==== SOURCE DATA
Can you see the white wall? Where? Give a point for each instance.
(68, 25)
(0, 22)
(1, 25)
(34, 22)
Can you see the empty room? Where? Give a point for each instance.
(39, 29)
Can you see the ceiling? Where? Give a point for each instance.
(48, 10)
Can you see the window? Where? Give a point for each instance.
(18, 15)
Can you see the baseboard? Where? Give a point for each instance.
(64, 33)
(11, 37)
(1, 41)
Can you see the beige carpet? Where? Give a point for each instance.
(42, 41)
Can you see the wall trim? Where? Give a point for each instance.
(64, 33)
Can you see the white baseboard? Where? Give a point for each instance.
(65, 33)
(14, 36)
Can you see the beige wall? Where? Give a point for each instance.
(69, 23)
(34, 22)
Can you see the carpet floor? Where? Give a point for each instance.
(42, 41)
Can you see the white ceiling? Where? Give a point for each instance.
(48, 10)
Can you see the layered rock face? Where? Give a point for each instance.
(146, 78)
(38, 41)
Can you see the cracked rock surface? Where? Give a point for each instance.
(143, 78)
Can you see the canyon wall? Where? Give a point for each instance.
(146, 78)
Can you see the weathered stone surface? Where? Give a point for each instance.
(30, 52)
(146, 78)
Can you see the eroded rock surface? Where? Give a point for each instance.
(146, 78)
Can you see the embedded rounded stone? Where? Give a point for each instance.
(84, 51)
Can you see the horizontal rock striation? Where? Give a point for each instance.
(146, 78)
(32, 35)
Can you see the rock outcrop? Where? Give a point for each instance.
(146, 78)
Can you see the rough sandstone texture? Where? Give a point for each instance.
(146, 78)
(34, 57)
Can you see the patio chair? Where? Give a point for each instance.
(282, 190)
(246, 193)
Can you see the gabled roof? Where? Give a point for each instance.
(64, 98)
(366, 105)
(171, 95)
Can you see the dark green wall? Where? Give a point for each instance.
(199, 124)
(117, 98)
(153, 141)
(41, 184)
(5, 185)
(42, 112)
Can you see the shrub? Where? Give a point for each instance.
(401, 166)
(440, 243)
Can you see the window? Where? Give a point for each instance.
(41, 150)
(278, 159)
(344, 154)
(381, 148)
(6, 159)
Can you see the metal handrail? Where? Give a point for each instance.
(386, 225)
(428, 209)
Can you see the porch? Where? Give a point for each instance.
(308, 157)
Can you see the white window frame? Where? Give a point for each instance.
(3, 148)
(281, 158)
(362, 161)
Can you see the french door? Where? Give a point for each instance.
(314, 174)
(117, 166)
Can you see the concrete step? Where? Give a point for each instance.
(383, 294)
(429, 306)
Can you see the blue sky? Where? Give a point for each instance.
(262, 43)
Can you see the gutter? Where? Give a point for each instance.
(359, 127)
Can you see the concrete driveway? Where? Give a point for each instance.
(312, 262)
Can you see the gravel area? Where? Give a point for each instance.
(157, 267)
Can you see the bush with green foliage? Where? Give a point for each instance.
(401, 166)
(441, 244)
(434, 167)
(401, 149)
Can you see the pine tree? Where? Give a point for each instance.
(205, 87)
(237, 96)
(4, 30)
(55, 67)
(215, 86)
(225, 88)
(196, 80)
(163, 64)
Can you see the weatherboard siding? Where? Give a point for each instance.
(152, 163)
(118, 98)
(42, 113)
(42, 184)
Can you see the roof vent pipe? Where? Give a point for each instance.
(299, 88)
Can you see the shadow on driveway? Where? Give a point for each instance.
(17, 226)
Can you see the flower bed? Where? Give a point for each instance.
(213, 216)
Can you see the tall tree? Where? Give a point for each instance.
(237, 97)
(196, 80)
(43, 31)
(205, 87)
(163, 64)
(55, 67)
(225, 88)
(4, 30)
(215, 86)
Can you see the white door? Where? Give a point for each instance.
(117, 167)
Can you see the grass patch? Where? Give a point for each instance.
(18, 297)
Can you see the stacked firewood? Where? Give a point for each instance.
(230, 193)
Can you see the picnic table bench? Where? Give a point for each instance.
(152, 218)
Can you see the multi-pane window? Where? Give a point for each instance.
========
- **WHAT IS BEING ASKED**: All entries are to be printed once more, exactly as given.

- **TASK ANSWER**:
Can you see the white wall? Where? Give a point for each instance.
(68, 25)
(0, 22)
(1, 25)
(34, 22)
Can you see the empty room? Where? Give a point for each instance.
(39, 29)
Can you see the ceiling? Where? Give a point for each instance.
(48, 10)
Can you see the window? Where? Give a point for each instance.
(18, 15)
Can you see the baseboard? Where? Give a point for each instance.
(64, 33)
(11, 37)
(1, 41)
Can you see the beige carpet? Where? Give a point for each instance.
(42, 41)
Can you see the wall trim? Where? Give a point for each instance.
(64, 33)
Can you see the white baseboard? Where? Give a point for each instance.
(65, 33)
(14, 36)
Can you see the beige wall? Where? Give a point for each instance.
(69, 23)
(34, 22)
Can you see the carpet floor? Where? Give a point for each instance.
(42, 41)
Can you see the white ceiling? Where? Give a point for each instance.
(48, 10)
Can you see the layered rock face? Where? Give a point for each instance.
(146, 78)
(38, 41)
Can you see the cracked rock surface? Where? Give a point for each instance.
(143, 78)
Can you see the canyon wall? Where? Give a point for each instance.
(146, 78)
Can you see the weathered stone surface? Where? Give a point for each instance.
(30, 52)
(146, 78)
Can you see the eroded rock surface? Where? Give a point for each instance.
(146, 78)
Can you see the embedded rounded stone? Where? Give a point for each instance.
(84, 51)
Can you see the horizontal rock striation? Where? Give a point for each instance.
(146, 78)
(32, 35)
Can you see the rock outcrop? Where? Give a point for each instance.
(146, 78)
Can you see the rough sandstone texture? Where? Give a point for each instance.
(146, 78)
(34, 57)
Can you see the patio chair? Where? Give a point for each instance.
(282, 190)
(246, 193)
Can you see the gabled roof? Where? Give a point for each instance.
(64, 98)
(366, 105)
(171, 95)
Can you see the dark green wall? Where? Give a point for each instance.
(199, 124)
(117, 98)
(153, 141)
(41, 184)
(5, 185)
(42, 112)
Can you see the shrub? Where? Give a point for each instance.
(401, 166)
(440, 243)
Can you see the window? Where? Give a point for each instance.
(41, 150)
(278, 159)
(344, 154)
(381, 148)
(6, 159)
Can you see the metal handrail? Where? Give a point for each instance.
(386, 225)
(428, 209)
Can you see the porch? Where? Give a point for each instance.
(308, 157)
Can you see the white window frame? Where? Give a point for each instance.
(3, 148)
(281, 158)
(362, 161)
Can you see the french door? Where? Give a point for each instance.
(314, 174)
(117, 166)
Can you see the concrete step? Where? Give a point for each instance.
(383, 294)
(429, 306)
Can you see the blue sky? Where? Give a point for each instance.
(262, 43)
Can you see the gutter? Where? Give a point for each instance.
(359, 127)
Can you see the concrete driveway? Where? Give a point for each instance.
(312, 262)
Can you see the gravel area? Where? Give a point for each instance.
(157, 267)
Can you see the bush with green foliage? Where? Give a point for each instance.
(401, 166)
(441, 244)
(434, 167)
(401, 149)
Can you see the pine tree? Where? Give a point for each instance.
(205, 87)
(237, 96)
(4, 30)
(55, 67)
(215, 86)
(225, 88)
(196, 80)
(163, 64)
Can you see the weatherboard siding? Where? Give a point for each instance.
(152, 163)
(118, 98)
(42, 113)
(42, 184)
Can you see the roof vent pipe? Where? Give a point for each instance.
(299, 88)
Can you see the shadow on driveway? Where? Give a point for each instance.
(17, 226)
Can you see the flower bed? Where? Give a point for each instance.
(213, 216)
Can you see the tall tree? Where? Give a point for each instance.
(237, 97)
(196, 80)
(43, 31)
(205, 87)
(163, 64)
(55, 67)
(225, 88)
(4, 30)
(215, 86)
Can you see the white door? Where? Give a point for each instance.
(117, 167)
Can you see the grass patch? Where? Give a point for each instance.
(18, 297)
Can you see the stacked firewood? Where? Give a point for each instance.
(230, 193)
Can you see the picnic table bench? Where? Give a point for each instance.
(152, 218)
Can you see the multi-pane window? Where? Give a point for each instance.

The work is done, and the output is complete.